* **TAREA**
Según el texto, ¿por qué le correspondía a Lincoln dedicar una parte del suelo de Gettysburg como lugar de eterno descanso? Explícalo en una a tres oraciones, por favor.

* **TEXTO PROPORCIONADO**
Los desfasados, mentecatos y desvergonzados quieren ahora comparar a los atracadores al nivel de Gregorio Luperòn, Juan Pablo Duarte y Ramón Matías Mella. Los otros mencionados no me dan ni por la carabina de Ambrosio. Una falta de respeto más a nuestro lienzo tricolor.

Repasemos un espacio de la Historia. Año 1863. Contra el cielo del que fura campo de batalla de Gettysburg se recorta la figura larga y estrafalaria de un hombre. Es un hombre singular. Es el presidente de los Estados Unidos. Es Lincoln.

Este hombre se halla en el cumplimiento de un penoso deber. Por su jerarquía oficial le corresponde hacer la dedicación de una parte de aquel suelo a lugar de eterno descanso de los mártires de la Patria en las luchas por la libertad. Nadie como él llevó tan en lo hondo toda la tragedia del proceso que al fin desembocó en la guerra civil.

* **REGISTROS PROPORCIONADOS**
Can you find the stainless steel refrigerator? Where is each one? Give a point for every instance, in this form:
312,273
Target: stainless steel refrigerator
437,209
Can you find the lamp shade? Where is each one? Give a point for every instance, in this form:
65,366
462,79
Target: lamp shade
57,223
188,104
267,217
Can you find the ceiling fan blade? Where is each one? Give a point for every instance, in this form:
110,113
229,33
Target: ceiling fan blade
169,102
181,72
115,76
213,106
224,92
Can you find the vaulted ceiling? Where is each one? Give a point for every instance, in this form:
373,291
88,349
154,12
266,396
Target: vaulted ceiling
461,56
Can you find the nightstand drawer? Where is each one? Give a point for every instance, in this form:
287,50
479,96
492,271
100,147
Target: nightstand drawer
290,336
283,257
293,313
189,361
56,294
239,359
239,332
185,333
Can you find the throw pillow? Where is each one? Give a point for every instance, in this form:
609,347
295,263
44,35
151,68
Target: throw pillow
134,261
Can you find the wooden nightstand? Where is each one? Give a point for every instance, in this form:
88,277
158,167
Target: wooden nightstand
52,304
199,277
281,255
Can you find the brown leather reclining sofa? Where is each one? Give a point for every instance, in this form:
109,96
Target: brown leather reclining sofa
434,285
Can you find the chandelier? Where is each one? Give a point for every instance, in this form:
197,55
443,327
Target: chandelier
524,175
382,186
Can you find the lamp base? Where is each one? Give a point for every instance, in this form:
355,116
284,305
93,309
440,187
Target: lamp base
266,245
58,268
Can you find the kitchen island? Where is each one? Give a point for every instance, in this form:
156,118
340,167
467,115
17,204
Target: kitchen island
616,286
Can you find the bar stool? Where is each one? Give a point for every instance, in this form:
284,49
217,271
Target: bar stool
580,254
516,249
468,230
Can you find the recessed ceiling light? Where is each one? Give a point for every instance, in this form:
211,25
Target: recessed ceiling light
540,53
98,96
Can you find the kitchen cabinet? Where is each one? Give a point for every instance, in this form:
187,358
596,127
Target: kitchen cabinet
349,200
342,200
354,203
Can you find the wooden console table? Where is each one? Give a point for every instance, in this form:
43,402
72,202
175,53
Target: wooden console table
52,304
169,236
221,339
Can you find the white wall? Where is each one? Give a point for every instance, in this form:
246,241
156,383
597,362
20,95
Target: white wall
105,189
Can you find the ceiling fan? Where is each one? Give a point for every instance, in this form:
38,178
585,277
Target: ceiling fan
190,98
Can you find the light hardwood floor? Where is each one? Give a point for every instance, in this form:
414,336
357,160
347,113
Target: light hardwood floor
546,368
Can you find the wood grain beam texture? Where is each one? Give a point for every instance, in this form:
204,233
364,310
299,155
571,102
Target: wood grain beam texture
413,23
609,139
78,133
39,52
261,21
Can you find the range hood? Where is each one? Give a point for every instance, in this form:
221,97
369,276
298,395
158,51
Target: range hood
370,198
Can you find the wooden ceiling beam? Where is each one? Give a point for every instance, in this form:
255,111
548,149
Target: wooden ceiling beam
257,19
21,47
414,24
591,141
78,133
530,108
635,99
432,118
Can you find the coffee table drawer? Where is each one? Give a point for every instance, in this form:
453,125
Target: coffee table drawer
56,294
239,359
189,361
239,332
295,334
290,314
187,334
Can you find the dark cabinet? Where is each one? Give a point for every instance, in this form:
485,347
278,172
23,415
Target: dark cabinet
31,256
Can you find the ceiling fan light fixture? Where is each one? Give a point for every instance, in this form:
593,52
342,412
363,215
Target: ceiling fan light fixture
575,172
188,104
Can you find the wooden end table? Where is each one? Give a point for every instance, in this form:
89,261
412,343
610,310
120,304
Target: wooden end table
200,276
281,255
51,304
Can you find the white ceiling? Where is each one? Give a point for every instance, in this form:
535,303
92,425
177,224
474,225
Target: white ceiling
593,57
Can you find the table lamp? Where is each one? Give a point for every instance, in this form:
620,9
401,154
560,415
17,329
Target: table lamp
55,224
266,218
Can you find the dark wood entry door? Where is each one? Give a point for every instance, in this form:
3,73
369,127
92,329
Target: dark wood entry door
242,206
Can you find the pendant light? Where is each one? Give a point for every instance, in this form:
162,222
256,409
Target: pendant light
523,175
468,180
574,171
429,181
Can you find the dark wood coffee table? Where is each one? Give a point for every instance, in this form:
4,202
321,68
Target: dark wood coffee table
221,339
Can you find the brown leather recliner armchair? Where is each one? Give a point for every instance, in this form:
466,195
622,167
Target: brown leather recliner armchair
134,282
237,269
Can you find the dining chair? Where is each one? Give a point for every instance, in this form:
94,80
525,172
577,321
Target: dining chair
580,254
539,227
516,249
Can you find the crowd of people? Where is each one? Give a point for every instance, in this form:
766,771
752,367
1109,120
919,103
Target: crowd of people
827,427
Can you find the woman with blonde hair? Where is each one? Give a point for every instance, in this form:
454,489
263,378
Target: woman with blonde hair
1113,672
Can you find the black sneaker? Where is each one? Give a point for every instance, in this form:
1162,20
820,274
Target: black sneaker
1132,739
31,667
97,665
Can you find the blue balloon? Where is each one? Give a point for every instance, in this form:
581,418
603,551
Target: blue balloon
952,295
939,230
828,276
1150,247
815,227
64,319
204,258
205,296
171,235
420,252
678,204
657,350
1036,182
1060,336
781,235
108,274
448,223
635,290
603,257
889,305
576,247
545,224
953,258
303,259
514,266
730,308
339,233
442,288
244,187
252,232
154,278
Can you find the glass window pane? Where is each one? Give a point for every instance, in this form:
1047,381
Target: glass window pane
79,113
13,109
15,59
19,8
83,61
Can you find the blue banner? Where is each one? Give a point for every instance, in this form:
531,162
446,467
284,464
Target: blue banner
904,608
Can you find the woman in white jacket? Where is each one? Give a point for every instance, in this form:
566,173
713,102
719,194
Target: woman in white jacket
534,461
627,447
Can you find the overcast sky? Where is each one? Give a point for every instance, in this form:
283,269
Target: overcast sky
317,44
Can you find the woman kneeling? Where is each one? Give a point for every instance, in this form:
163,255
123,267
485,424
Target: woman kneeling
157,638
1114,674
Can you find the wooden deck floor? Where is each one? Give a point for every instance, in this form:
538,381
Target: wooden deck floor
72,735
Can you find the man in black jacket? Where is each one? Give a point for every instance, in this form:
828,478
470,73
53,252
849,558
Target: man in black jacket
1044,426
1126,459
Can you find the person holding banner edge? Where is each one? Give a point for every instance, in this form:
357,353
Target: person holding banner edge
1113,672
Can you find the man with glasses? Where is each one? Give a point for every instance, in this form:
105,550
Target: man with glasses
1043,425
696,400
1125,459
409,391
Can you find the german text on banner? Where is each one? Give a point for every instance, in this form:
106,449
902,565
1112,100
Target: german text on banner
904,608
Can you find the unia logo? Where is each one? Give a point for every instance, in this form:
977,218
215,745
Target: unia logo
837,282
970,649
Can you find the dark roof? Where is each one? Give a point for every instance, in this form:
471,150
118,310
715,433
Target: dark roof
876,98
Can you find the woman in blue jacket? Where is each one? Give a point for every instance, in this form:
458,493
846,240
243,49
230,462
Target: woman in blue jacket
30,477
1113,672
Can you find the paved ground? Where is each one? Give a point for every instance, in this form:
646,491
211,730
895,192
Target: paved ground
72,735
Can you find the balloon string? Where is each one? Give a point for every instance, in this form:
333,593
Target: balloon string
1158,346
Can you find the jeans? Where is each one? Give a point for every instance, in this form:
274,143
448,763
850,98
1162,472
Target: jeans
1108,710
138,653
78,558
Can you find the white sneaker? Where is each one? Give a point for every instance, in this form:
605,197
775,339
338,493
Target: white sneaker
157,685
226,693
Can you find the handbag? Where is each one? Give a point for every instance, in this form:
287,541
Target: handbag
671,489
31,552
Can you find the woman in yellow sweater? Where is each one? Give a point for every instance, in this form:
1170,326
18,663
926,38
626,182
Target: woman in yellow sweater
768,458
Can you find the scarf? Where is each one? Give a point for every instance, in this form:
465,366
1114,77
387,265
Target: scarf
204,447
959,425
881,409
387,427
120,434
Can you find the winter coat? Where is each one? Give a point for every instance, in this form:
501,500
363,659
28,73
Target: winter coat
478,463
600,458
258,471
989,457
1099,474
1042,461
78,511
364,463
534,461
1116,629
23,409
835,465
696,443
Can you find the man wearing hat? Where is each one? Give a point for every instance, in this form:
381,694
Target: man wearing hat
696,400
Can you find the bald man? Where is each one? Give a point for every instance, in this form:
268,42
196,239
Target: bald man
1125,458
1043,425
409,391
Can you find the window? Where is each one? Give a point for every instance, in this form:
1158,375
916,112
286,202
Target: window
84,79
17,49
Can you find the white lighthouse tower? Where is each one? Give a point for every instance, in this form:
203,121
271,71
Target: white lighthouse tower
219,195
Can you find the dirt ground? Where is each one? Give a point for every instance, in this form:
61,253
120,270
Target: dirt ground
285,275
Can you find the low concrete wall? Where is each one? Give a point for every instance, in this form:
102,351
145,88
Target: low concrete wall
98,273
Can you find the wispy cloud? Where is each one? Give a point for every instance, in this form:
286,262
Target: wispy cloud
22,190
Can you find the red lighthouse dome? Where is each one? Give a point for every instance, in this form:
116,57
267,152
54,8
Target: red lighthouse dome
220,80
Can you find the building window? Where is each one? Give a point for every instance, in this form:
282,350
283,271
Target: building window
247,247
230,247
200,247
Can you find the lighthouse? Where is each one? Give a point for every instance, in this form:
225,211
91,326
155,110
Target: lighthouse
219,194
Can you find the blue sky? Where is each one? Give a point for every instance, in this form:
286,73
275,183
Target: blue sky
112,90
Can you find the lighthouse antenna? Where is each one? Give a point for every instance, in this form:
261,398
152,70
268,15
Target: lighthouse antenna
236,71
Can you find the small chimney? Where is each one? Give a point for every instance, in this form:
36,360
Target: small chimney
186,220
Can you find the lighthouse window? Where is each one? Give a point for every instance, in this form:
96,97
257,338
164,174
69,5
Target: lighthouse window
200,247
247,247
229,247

* **RESPUESTA**
Le correspondía por su jerarquía oficial, ya que era el presidente de los Estados Unidos. Por ese cargo debía dedicar una parte de aquel suelo a lugar de eterno descanso de los mártires de la Patria en las luchas por la libertad.